### Entries provided:
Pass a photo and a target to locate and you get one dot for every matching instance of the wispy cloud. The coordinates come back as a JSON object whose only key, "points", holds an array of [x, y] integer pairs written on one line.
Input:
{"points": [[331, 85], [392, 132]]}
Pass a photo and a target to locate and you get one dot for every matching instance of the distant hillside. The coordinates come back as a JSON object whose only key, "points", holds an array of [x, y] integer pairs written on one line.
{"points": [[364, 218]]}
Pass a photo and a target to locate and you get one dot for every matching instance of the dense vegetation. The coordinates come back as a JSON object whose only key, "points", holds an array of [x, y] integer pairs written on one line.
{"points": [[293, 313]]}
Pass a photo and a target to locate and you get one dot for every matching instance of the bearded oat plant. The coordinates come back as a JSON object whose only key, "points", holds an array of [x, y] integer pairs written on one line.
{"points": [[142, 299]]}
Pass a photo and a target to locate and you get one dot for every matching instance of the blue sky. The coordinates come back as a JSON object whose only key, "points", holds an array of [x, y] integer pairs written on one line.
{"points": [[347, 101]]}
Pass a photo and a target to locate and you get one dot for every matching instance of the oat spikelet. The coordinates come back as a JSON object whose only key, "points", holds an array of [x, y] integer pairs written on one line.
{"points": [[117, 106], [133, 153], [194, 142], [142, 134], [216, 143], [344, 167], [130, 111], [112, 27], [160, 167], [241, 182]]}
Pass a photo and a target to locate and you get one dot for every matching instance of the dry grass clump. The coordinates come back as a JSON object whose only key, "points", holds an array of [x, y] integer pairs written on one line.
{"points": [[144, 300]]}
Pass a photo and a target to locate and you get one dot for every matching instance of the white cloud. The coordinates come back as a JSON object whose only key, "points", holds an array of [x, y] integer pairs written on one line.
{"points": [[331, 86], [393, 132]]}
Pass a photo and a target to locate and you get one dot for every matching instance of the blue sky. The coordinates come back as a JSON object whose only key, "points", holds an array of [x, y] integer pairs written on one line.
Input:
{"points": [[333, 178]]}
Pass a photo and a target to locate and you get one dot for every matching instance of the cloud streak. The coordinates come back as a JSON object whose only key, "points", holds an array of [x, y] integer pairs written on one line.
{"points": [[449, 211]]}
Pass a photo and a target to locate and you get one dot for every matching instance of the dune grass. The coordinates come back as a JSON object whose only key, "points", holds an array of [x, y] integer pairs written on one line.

### What is needed:
Each line from the one containing "the oat spikelet." to the end of the listing above should be copied exactly, and nothing else.

### Result:
Pass a photo and a target to locate and you get one dot for every matching instance of the oat spikelet. The coordinates come back as a JSON object whose only key, "points", holds an array of [x, y] integer pairs written on one line.
{"points": [[117, 106], [133, 153], [194, 142], [142, 134], [216, 143], [344, 167], [130, 111], [112, 27], [160, 167], [241, 182]]}
Pass a photo and a target to locate and you get one dot for every matching instance of the dry grass clump. The coordinates come back as a JSON object whose only key, "points", holds an array of [x, y] integer pairs written on one line.
{"points": [[144, 300]]}
Pass a photo and a target to locate and you get one dot for every matching instance of the white cloud. The coordinates come back as a JSON object whose only key, "points", holds an array of [x, y] integer pairs written on one line.
{"points": [[331, 86], [393, 132]]}
Pass a photo and a target to locate and you get one dot for every matching instance of the blue sky. The coordinates come back as a JSON object whose only key, "points", holds an array of [x, y] integer pairs written on one line.
Input:
{"points": [[333, 178]]}
Pass a photo and a target to locate and you get one dot for every matching instance of the cloud streak. The coordinates come back as a JSON object whose only key, "points", holds an array of [x, y] integer pairs written on one line.
{"points": [[449, 211]]}
Pass a photo and a target to locate and you get one dot for every matching instance of the dune grass. The coordinates come back as a JSON object whose only key, "points", holds an array of [x, y] integer pairs written on one line.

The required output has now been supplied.